▶ [PROMPT]:
Copy every line of the data in which the word "point" occurs.

Records from a dataset:
-- -- --

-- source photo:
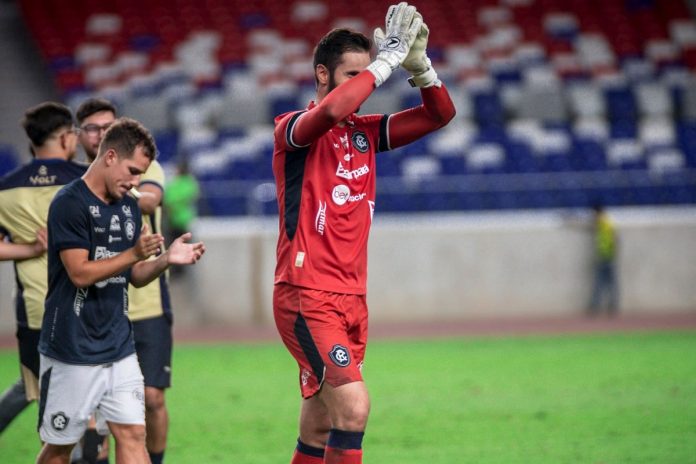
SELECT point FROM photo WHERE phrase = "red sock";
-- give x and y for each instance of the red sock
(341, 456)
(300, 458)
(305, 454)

-- -- --

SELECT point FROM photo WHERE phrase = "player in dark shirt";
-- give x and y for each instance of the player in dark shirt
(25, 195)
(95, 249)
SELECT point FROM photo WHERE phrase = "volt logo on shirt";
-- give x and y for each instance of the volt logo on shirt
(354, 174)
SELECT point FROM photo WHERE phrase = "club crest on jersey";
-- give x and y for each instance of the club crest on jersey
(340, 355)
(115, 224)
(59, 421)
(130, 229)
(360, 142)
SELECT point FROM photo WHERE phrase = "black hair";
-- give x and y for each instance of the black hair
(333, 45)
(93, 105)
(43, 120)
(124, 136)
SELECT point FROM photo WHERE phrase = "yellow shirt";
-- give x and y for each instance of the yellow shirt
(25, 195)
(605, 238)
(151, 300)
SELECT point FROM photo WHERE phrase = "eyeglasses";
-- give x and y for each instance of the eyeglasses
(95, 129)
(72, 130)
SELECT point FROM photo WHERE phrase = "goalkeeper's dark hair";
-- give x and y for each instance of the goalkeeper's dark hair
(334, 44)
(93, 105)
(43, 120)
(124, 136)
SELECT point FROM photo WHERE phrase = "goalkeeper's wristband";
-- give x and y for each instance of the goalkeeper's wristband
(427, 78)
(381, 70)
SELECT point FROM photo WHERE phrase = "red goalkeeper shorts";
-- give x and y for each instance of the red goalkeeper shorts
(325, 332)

-- -- --

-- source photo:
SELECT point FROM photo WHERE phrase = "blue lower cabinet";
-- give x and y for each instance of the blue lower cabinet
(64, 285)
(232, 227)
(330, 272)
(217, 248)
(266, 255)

-- -- --

▶ [SOLVED PROBLEM]:
SELECT point FROM photo WHERE phrase = "red sock";
SELECT point FROM photo WHERE phrase = "player in dark shirt";
SELECT point FROM photo WHERE phrase = "volt logo on shirt";
SELECT point FROM photo WHERE phrase = "club crest on jersey";
SELECT point FROM photo WHERE phrase = "black hair";
SELECT point FROM photo WHERE phrase = "yellow shirt";
SELECT point FROM photo WHERE phrase = "eyeglasses";
SELECT point FROM photo WHERE phrase = "goalkeeper's dark hair";
SELECT point FROM photo WHERE phrase = "goalkeeper's wristband";
SELECT point FROM photo WHERE phrase = "red goalkeeper shorts";
SELECT point FROM photo WHERE phrase = "blue lower cabinet";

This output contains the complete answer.